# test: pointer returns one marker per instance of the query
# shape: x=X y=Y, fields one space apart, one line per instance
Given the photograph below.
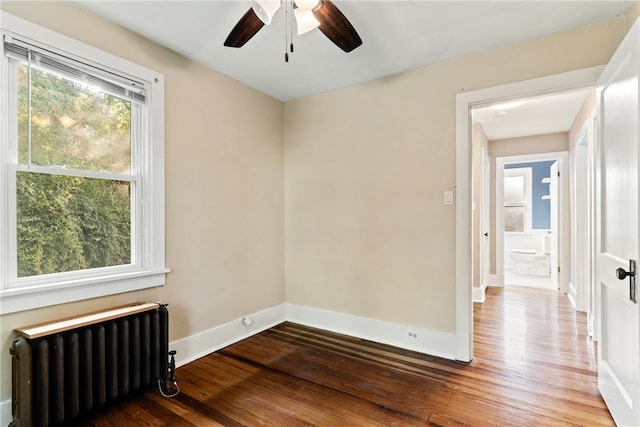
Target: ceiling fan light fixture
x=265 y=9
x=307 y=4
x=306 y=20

--

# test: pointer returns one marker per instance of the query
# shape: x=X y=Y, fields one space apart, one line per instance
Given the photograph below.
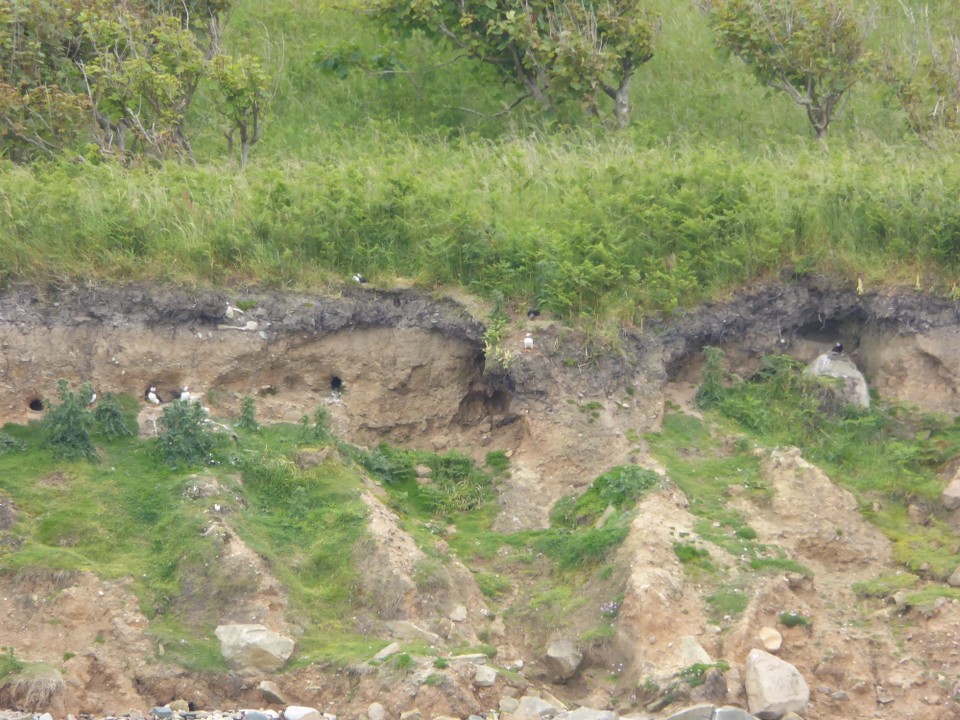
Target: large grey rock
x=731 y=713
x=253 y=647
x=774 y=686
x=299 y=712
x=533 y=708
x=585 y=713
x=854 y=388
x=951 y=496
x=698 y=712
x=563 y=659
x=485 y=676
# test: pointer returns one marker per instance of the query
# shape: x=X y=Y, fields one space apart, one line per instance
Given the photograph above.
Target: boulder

--

> **WORK TO COMPLETE**:
Copy out every line of the data above that contains the string "Target", matching case exactly.

> **WRITTEN SOLUTION**:
Target: ceiling fan light fixture
Target: large grey rock
Target: boulder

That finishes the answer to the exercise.